A profit analysis is necessary, the regulator told banks, taking into account the additional costs of obtaining any expertise to properly oversee the purchased loans, as well as the rate of return to determine whether it is commensurate with the level of risk taken.

FIL-49-2015 laid out the necessary information to be included in the written loan sale or participation agreement, from a full description of the roles and responsibilities of all parties to remedies upon default and bankruptcy to dispute resolution procedures. "Institutions should assess thoroughly and understand all the terms, conditions, and limitations of the loan purchase or participation agreements," the FDIC advised, including a possible obligation to make additional credit advances.

Any limitations that the sales or participation agreement places on the purchasing bank—such as the ability to sell or transfer its loan interest or participate in loan modifications—must also be understood, with the use of legal counsel when appropriate. The ability to transfer, sell, or assign its interest in the purchased loans or participations should also be a factor for institutions with regard to liquidity management and credit concentration limits.

» Record extracts
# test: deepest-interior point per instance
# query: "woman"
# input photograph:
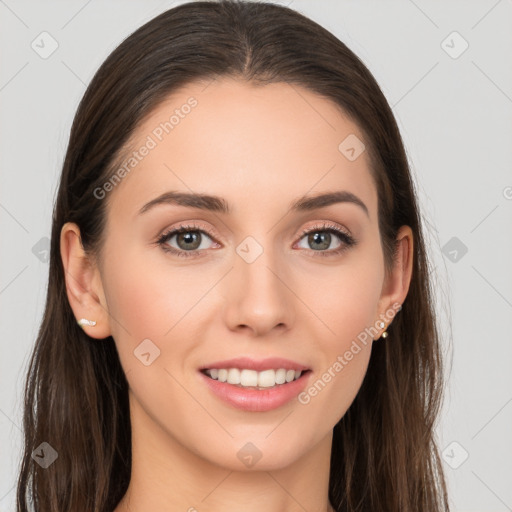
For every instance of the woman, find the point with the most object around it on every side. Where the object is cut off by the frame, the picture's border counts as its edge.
(239, 310)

» Aim of the exercise
Reproduce the stretch of the loan-purchase passage from "FIL-49-2015 laid out" through "additional credit advances.", word for word. Rely only on the loan-purchase passage, not on the records.

» Reply to the task
FIL-49-2015 laid out the necessary information to be included in the written loan sale or participation agreement, from a full description of the roles and responsibilities of all parties to remedies upon default and bankruptcy to dispute resolution procedures. "Institutions should assess thoroughly and understand all the terms, conditions, and limitations of the loan purchase or participation agreements," the FDIC advised, including a possible obligation to make additional credit advances.